» Stated problem: Return every line of the entries below that contains the string "item", matching case exactly.

Picture annotation entries
-- start --

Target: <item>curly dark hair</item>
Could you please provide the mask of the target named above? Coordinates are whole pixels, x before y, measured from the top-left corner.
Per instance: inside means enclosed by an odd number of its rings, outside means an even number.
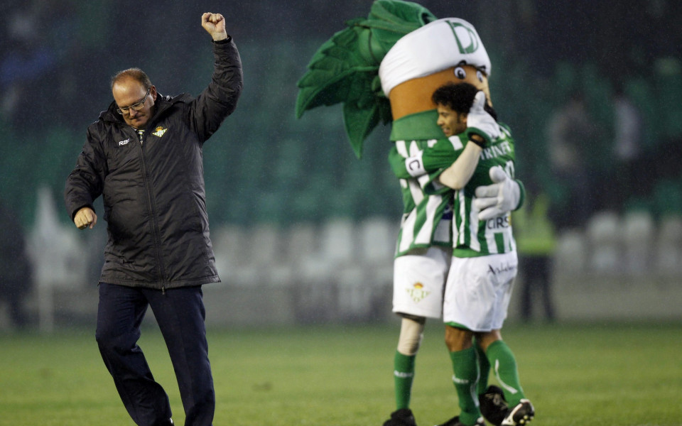
[[[436,105],[445,105],[458,114],[468,114],[478,89],[470,83],[445,83],[435,89],[431,100]],[[483,109],[497,120],[497,114],[487,102]]]

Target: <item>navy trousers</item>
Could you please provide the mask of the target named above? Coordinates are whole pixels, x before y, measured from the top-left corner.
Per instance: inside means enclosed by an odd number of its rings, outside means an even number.
[[[169,425],[170,405],[137,345],[151,307],[178,379],[185,426],[211,426],[215,410],[200,286],[158,290],[99,285],[96,338],[126,409],[139,426]]]

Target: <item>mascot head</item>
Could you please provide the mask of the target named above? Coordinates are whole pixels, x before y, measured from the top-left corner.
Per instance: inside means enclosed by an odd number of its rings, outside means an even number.
[[[296,116],[342,104],[358,158],[379,121],[435,109],[431,94],[445,83],[471,83],[490,99],[490,60],[466,21],[438,19],[416,3],[377,0],[367,18],[346,25],[318,50],[298,81]]]

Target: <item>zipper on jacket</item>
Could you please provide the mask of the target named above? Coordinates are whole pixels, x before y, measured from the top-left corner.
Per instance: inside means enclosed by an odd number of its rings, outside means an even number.
[[[154,205],[155,202],[154,202],[154,198],[153,198],[153,192],[150,188],[150,185],[151,184],[149,183],[148,180],[147,179],[146,155],[145,155],[145,149],[143,143],[143,142],[144,141],[145,136],[146,135],[144,134],[144,132],[141,134],[140,134],[140,136],[141,136],[140,151],[141,152],[141,156],[142,160],[142,180],[144,182],[144,187],[147,191],[147,202],[148,203],[147,207],[149,209],[149,213],[152,218],[151,222],[152,222],[153,229],[153,234],[152,236],[154,240],[154,251],[156,255],[156,265],[157,265],[156,272],[157,273],[158,273],[159,278],[165,281],[166,280],[166,278],[165,276],[166,268],[163,267],[163,258],[161,257],[161,238],[159,237],[160,231],[158,229],[158,221],[157,220],[157,217],[156,217],[156,206]],[[162,287],[162,290],[163,290],[163,294],[166,294],[165,287]]]

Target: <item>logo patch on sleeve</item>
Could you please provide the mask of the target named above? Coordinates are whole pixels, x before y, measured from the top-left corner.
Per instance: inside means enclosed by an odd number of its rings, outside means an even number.
[[[158,136],[158,137],[161,138],[161,136],[163,136],[163,133],[166,133],[166,131],[167,131],[167,130],[168,130],[168,129],[163,129],[163,127],[161,127],[161,126],[159,126],[158,127],[157,127],[156,129],[154,129],[154,131],[152,132],[151,134],[154,135],[155,136]]]

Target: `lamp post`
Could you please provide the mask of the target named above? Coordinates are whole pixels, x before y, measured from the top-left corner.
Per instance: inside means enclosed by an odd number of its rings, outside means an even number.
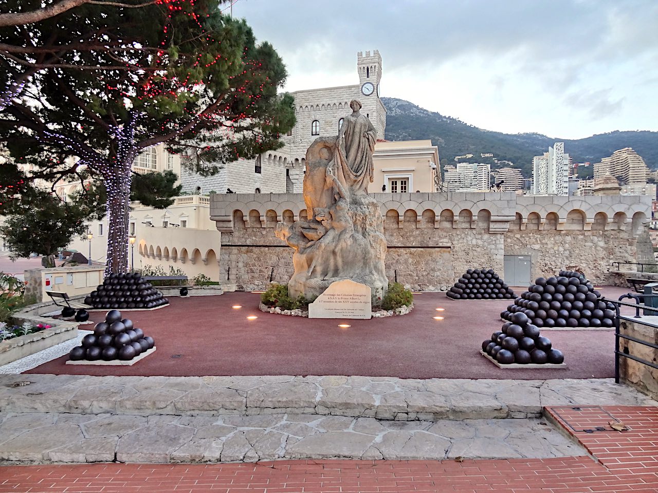
[[[93,235],[90,233],[87,235],[87,239],[89,240],[89,258],[87,259],[87,265],[91,265],[91,239],[93,238]]]
[[[131,235],[128,238],[130,242],[130,271],[135,271],[135,242],[137,238],[134,235]]]

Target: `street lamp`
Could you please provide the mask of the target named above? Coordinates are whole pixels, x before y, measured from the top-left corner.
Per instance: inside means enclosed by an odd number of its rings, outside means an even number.
[[[91,231],[87,235],[87,239],[89,240],[89,258],[87,259],[87,265],[91,265],[91,239],[93,238],[93,235],[91,234]]]
[[[135,242],[137,241],[137,238],[134,235],[130,235],[128,237],[128,241],[130,242],[130,271],[135,271]]]

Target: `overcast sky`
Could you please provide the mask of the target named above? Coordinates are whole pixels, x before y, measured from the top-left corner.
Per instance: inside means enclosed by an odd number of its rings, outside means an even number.
[[[358,82],[490,130],[658,130],[658,0],[238,0],[286,90]]]

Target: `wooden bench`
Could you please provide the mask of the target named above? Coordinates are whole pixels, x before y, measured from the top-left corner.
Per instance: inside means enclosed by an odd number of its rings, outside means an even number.
[[[645,285],[655,283],[657,281],[653,279],[634,279],[632,277],[626,277],[626,282],[628,283],[630,287],[632,287],[635,290],[636,293],[644,294]]]
[[[69,308],[88,308],[89,306],[85,304],[82,304],[80,303],[76,303],[74,301],[71,301],[71,298],[68,297],[68,294],[63,291],[46,291],[46,294],[51,297],[53,300],[53,302],[55,303],[57,306],[68,306]],[[61,305],[57,302],[56,298],[61,298],[64,300],[66,305]]]

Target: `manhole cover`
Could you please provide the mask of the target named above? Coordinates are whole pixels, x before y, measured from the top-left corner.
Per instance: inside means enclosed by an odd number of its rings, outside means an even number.
[[[553,412],[574,431],[586,433],[614,431],[609,423],[611,421],[620,423],[619,419],[599,406],[553,408]]]

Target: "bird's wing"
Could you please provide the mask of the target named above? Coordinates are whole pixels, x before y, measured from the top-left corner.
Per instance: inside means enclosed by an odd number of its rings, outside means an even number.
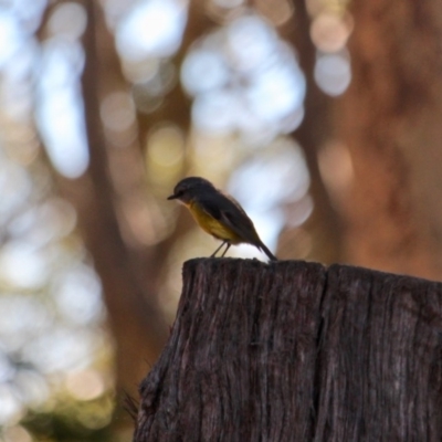
[[[208,214],[225,224],[244,242],[257,246],[262,244],[252,220],[233,198],[231,199],[223,193],[210,194],[209,198],[201,199],[201,206]]]

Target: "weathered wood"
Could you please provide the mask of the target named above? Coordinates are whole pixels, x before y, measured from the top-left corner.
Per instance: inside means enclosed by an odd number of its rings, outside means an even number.
[[[441,283],[189,261],[134,441],[441,441]]]

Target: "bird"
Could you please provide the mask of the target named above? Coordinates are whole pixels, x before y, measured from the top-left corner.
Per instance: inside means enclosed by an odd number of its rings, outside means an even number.
[[[210,257],[214,257],[223,245],[227,246],[221,257],[232,244],[246,243],[264,252],[271,261],[277,261],[261,241],[252,220],[241,204],[207,179],[185,178],[175,186],[173,193],[167,199],[177,200],[186,206],[202,230],[222,241]]]

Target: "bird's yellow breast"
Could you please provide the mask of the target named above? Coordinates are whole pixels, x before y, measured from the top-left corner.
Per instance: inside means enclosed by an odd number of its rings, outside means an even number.
[[[228,240],[232,244],[238,244],[242,242],[241,236],[239,236],[228,225],[211,217],[207,211],[201,208],[198,202],[191,201],[190,203],[186,203],[186,207],[189,209],[190,213],[193,215],[200,228],[207,233],[211,234],[214,238],[218,238],[219,240]]]

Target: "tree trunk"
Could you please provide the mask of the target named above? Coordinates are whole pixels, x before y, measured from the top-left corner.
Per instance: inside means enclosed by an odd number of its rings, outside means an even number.
[[[440,283],[189,261],[134,441],[440,441],[441,326]]]
[[[345,260],[442,273],[442,9],[435,0],[355,0],[352,81],[336,108],[354,181]]]

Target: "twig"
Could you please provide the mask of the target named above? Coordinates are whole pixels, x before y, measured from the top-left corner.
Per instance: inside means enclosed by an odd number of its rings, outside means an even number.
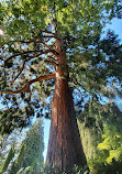
[[[55,78],[55,74],[40,76],[40,77],[37,77],[35,79],[32,79],[32,80],[27,81],[26,85],[23,88],[21,88],[20,90],[15,90],[15,91],[13,91],[13,90],[9,90],[9,91],[7,91],[7,90],[0,90],[0,93],[3,93],[3,94],[20,94],[20,93],[23,93],[23,91],[27,91],[29,88],[30,88],[30,86],[33,83],[40,81],[40,80],[43,80],[43,79],[51,79],[51,78]]]

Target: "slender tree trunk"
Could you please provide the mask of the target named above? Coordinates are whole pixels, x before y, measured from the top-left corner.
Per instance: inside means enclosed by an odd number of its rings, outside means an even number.
[[[68,87],[66,55],[62,39],[56,43],[58,64],[52,101],[52,122],[47,162],[70,173],[74,164],[86,165],[70,88]]]

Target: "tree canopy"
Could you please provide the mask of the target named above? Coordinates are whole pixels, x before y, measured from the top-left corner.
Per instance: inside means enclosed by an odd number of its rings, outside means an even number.
[[[48,117],[59,37],[74,93],[82,99],[121,95],[122,45],[112,31],[101,39],[112,18],[122,18],[118,0],[0,2],[1,133],[29,124],[34,112]]]

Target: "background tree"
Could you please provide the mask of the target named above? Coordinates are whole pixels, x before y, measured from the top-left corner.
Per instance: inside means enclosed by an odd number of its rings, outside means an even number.
[[[8,171],[10,174],[30,171],[30,173],[40,173],[43,163],[43,151],[44,151],[44,141],[43,141],[43,124],[42,120],[37,120],[27,131],[23,141],[20,145],[16,145],[18,142],[14,142],[14,145],[11,145],[3,164],[1,173]],[[18,146],[18,149],[15,148]],[[26,171],[27,172],[27,171]]]
[[[117,105],[88,101],[79,116],[79,130],[90,170],[96,174],[121,173],[122,112]]]
[[[4,33],[0,43],[0,93],[2,104],[8,104],[1,111],[1,130],[29,124],[34,110],[37,116],[43,113],[43,96],[51,100],[53,96],[47,161],[70,173],[74,164],[86,165],[71,93],[119,93],[110,77],[118,84],[121,80],[121,45],[111,33],[103,41],[100,34],[109,20],[121,18],[120,2],[12,0],[0,7]],[[104,43],[114,48],[109,52]],[[33,85],[43,79],[49,80],[40,87]],[[48,105],[43,109],[49,109]],[[10,110],[12,115],[7,117]]]

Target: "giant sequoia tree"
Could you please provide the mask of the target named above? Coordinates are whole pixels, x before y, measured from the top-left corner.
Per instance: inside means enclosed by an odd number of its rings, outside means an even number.
[[[81,93],[81,99],[119,91],[121,46],[113,33],[102,41],[100,34],[109,20],[121,18],[120,9],[118,0],[11,0],[0,4],[1,132],[29,124],[34,112],[48,117],[52,104],[47,161],[67,173],[74,164],[87,163],[74,89]]]

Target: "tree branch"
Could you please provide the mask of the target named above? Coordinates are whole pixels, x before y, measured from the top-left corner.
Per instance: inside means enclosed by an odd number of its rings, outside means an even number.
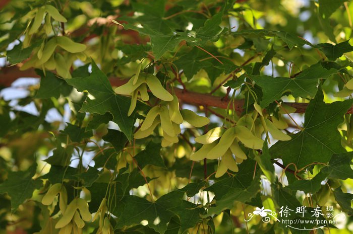
[[[0,68],[0,87],[9,87],[11,84],[19,78],[39,77],[34,71],[34,69],[29,69],[21,71],[17,66],[12,66]],[[112,86],[121,86],[126,83],[127,80],[122,80],[117,77],[109,78],[110,84]],[[188,91],[180,89],[174,88],[175,95],[183,102],[196,106],[204,106],[217,107],[221,109],[226,109],[228,102],[222,99],[221,97],[215,97],[210,94],[201,94],[192,91]],[[234,107],[238,113],[243,111],[244,100],[234,100]],[[308,106],[308,103],[284,103],[285,104],[294,107],[297,109],[296,113],[304,113]],[[351,107],[347,113],[353,113],[353,107]]]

-- end --

» Solution:
Target: <item>curly dark hair</item>
Target: <item>navy trousers</item>
Target: <item>mascot head</item>
Target: <item>zipper on jacket</item>
Target: <item>logo patch on sleeve</item>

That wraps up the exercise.